REQUIRED TASK: Only those lines running from the line that contains "Can you find the concrete sidewalk" through the end of the material are to be written out, each exactly as shown.

(Point labeling dataset excerpts)
####

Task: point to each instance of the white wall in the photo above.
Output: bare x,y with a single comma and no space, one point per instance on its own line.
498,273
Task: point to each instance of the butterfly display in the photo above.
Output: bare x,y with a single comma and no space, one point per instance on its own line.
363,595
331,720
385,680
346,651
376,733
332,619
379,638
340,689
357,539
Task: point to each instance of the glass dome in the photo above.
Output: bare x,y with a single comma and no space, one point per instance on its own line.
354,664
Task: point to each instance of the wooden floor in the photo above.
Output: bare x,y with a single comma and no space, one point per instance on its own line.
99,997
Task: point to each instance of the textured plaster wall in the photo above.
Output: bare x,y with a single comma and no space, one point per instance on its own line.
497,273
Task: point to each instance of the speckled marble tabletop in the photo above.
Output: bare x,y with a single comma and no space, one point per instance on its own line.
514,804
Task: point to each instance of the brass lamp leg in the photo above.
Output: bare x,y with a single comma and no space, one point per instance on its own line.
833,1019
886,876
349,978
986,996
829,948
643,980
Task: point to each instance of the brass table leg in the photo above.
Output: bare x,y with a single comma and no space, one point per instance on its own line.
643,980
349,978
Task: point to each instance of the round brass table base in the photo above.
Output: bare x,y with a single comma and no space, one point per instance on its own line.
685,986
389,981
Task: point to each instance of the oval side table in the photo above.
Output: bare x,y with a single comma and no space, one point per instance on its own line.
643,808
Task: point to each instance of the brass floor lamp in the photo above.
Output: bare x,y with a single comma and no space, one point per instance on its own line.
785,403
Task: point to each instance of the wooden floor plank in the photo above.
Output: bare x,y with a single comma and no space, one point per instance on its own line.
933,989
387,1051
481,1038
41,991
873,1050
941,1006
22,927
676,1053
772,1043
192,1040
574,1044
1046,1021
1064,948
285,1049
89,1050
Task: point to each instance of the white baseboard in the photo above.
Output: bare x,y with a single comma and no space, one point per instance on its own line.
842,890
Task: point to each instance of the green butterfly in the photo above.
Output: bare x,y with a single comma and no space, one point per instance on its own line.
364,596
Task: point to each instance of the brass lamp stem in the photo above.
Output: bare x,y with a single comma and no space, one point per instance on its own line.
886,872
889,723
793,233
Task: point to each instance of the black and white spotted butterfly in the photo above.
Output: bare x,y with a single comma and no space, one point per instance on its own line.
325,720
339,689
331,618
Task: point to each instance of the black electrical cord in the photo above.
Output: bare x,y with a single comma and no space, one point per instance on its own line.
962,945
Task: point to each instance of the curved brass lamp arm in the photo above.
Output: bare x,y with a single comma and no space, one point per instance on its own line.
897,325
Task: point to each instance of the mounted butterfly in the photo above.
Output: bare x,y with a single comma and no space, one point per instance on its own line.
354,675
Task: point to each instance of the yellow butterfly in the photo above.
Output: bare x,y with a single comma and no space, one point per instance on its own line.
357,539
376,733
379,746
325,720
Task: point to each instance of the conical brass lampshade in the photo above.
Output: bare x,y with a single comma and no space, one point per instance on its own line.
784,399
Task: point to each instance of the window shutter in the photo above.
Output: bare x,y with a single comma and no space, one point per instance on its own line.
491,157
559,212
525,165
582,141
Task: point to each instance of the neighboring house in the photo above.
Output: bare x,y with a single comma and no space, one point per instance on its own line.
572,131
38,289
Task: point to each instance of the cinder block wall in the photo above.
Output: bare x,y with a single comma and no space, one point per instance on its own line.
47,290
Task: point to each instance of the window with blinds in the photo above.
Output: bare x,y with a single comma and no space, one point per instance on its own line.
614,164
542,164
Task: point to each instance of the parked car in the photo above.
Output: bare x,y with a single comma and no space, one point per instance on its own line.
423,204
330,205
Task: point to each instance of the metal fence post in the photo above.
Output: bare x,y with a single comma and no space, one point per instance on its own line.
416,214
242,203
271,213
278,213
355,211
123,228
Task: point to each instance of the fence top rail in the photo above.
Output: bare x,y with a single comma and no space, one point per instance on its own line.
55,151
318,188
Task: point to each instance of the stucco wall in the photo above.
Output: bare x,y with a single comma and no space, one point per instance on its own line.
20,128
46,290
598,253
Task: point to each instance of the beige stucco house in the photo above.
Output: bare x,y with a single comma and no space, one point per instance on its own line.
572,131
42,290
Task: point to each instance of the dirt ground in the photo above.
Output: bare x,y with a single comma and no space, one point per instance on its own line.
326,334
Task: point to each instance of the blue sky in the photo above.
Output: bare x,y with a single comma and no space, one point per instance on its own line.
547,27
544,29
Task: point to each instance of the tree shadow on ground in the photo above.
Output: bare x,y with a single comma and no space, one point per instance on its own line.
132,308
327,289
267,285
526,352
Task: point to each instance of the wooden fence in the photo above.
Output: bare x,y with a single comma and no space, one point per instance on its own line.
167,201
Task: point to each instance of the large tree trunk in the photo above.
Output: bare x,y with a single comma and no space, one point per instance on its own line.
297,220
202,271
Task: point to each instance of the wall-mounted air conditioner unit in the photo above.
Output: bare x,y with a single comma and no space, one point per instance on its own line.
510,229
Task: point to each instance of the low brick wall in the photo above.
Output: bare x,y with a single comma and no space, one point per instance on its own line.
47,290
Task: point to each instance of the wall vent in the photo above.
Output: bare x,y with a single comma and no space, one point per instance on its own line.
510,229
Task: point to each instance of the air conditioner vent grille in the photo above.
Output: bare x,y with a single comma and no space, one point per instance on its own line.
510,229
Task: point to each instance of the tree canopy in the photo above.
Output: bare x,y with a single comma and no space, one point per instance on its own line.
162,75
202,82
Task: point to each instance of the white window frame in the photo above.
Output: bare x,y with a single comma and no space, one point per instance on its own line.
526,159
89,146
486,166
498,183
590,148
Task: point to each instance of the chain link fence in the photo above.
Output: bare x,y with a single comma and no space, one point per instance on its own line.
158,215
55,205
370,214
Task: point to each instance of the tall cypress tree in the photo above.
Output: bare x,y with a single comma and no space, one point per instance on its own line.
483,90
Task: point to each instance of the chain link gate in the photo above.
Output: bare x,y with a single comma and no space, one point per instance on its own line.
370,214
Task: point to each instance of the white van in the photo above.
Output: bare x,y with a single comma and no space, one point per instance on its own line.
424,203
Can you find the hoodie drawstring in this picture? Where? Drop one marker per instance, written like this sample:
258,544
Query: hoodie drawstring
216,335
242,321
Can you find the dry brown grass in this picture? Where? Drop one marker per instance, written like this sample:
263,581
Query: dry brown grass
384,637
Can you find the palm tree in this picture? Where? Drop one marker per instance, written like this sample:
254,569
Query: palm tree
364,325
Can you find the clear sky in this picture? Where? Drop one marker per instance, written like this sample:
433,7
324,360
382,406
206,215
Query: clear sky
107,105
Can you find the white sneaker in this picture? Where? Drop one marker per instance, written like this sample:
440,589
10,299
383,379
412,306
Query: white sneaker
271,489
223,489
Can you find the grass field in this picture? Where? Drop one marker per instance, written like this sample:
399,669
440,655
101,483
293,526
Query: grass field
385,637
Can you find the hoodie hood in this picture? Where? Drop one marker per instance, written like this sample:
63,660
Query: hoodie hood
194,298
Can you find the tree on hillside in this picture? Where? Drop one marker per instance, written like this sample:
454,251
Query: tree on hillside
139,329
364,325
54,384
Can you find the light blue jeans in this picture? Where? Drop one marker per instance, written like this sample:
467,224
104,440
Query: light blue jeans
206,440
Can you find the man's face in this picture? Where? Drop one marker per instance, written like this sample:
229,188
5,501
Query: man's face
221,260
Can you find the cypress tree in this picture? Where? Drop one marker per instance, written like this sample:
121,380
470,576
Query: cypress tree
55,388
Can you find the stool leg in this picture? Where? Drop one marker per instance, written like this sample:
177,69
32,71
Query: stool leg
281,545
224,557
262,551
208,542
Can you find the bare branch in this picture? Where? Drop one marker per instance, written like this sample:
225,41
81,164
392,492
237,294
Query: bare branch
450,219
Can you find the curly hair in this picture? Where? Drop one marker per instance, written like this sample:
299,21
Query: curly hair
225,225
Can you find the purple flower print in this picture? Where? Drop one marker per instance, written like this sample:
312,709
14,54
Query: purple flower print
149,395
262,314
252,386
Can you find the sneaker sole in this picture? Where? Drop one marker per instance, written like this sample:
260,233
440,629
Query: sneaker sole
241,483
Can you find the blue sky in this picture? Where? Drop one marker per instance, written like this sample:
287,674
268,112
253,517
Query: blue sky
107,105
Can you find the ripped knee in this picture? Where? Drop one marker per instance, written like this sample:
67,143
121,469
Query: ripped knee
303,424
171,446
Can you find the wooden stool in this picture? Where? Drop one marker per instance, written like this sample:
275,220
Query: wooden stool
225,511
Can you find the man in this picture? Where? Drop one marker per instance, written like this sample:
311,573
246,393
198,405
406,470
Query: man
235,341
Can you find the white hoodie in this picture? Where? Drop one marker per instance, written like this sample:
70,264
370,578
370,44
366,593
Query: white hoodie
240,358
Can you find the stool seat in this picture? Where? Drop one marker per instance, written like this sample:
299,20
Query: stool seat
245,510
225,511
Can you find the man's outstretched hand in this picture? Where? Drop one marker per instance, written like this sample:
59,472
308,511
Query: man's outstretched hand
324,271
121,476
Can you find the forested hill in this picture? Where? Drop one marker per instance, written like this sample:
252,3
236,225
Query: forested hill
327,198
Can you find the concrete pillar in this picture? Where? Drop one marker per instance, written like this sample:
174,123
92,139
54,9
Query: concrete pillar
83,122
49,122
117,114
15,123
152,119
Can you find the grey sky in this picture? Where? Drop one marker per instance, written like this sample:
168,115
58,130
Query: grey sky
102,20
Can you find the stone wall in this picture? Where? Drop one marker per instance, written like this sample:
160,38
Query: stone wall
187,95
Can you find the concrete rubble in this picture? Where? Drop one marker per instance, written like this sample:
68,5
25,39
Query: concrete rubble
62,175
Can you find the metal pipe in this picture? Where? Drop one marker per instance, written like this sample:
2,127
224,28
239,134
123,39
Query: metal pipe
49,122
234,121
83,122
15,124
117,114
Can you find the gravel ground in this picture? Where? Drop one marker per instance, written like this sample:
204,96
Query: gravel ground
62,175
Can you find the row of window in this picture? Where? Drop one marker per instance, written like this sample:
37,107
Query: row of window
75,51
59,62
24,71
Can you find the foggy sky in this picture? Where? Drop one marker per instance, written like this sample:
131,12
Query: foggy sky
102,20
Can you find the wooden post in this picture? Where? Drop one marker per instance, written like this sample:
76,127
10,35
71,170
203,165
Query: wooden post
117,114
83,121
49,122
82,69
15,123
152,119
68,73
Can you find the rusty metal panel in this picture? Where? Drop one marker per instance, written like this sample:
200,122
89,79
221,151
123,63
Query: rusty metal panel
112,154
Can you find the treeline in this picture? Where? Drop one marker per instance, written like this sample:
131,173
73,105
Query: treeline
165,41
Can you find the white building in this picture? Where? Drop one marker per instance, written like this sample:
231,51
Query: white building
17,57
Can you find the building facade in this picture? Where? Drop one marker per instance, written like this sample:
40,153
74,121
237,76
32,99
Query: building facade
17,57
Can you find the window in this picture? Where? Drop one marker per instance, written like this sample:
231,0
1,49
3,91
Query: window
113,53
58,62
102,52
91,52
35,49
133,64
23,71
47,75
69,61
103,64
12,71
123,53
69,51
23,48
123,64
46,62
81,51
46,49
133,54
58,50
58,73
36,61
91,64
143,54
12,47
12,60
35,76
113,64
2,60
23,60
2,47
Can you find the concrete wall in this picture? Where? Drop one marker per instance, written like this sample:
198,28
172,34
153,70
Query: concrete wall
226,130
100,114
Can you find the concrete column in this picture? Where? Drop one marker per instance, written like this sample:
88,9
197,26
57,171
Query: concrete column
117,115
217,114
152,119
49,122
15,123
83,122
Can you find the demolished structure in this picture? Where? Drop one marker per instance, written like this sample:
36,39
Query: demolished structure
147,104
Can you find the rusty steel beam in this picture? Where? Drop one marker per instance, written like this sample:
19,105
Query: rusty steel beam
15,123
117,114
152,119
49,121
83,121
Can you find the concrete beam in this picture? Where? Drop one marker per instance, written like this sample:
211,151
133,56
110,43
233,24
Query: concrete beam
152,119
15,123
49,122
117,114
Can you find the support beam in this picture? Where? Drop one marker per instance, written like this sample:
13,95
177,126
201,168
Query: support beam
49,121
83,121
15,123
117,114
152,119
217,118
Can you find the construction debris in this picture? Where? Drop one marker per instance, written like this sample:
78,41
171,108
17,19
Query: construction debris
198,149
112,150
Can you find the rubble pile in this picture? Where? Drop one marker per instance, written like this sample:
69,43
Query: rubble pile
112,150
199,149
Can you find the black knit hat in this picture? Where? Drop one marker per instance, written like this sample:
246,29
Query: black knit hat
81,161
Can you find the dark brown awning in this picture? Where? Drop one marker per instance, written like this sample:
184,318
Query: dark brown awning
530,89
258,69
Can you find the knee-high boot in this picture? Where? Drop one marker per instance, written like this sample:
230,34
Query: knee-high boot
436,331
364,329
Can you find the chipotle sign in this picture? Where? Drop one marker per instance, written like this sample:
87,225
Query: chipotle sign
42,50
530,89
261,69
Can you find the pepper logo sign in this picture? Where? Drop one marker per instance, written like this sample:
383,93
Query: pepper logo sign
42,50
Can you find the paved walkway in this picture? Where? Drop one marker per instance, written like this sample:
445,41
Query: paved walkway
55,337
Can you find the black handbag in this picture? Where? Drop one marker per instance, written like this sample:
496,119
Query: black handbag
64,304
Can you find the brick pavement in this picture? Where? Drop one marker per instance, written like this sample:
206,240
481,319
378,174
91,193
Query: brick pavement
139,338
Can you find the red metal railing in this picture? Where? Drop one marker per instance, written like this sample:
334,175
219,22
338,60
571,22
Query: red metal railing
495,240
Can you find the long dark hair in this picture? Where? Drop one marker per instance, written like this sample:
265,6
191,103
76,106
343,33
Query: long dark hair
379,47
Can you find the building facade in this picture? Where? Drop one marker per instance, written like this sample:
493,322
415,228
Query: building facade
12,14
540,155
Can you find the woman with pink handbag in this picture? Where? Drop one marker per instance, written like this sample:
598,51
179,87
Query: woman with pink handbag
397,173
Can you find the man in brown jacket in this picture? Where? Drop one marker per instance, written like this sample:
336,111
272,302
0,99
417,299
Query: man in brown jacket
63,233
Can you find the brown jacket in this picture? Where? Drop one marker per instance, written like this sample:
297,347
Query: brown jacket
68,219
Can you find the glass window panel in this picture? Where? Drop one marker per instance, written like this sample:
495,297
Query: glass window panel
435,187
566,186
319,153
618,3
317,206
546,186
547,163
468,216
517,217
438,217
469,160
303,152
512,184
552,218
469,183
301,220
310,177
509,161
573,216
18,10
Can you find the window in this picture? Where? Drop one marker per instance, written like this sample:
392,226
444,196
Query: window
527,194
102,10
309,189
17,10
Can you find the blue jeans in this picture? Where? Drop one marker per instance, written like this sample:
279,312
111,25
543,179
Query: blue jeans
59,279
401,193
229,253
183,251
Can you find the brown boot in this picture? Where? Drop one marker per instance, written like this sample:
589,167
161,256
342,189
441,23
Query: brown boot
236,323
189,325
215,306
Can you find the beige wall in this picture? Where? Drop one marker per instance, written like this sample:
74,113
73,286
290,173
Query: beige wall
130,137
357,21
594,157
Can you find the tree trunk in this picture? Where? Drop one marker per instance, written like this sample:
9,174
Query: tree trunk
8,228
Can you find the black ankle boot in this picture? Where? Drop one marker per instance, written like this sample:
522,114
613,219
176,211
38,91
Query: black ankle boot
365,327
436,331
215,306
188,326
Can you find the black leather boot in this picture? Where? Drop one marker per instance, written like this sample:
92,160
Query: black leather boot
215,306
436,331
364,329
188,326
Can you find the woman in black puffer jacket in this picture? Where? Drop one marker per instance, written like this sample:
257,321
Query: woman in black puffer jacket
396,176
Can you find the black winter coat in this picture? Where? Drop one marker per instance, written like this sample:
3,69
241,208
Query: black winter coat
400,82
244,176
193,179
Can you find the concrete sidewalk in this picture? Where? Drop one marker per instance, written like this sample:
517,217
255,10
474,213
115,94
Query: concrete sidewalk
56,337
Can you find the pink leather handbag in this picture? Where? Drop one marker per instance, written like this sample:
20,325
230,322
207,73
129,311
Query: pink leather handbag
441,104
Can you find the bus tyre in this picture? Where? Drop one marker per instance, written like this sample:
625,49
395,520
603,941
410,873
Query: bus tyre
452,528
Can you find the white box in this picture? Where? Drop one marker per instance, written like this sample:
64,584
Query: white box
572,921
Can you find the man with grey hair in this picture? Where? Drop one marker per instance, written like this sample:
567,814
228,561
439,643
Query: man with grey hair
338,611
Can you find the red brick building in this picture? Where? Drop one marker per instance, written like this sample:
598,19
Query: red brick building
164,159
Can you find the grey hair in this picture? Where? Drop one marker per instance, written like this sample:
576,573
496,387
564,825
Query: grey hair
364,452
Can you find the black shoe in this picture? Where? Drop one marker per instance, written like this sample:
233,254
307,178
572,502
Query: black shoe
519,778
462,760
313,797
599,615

####

FULL RESPONSE:
Can you find the concrete sidewalk in this picture? Where? Drop one marker per instance, written like this sample:
517,217
255,10
474,213
115,94
Query: concrete sidewalk
56,337
Can you find the pink leather handbag in this picture? Where? Drop one marker per instance, written like this sample:
20,325
230,322
207,73
129,311
Query: pink leather handbag
441,104
Can you find the bus tyre in this picture? Where? Drop one marker per instance, written like this sample:
625,49
395,520
603,941
410,873
Query: bus tyre
452,528
Can you find the white box in this picture? Where? Drop one marker per instance, written like this sample:
64,584
Query: white box
572,921
Can you find the man with grey hair in this picture? Where? Drop one marker per instance, written like this sample:
567,814
228,561
439,643
Query: man with grey hair
338,611
Can you find the red brick building in this picture? Where? Drop one marker per instance, written like this sample:
598,19
Query: red brick building
164,159
Can you find the grey hair in this picture? Where? Drop one marker per instance, written like this sample:
576,573
496,387
564,825
Query: grey hair
364,452
Can you find the black shoe in this picture? Where? Drop one marker per instance, written like this sample:
233,254
307,178
572,502
Query: black shoe
519,778
462,760
313,797
599,615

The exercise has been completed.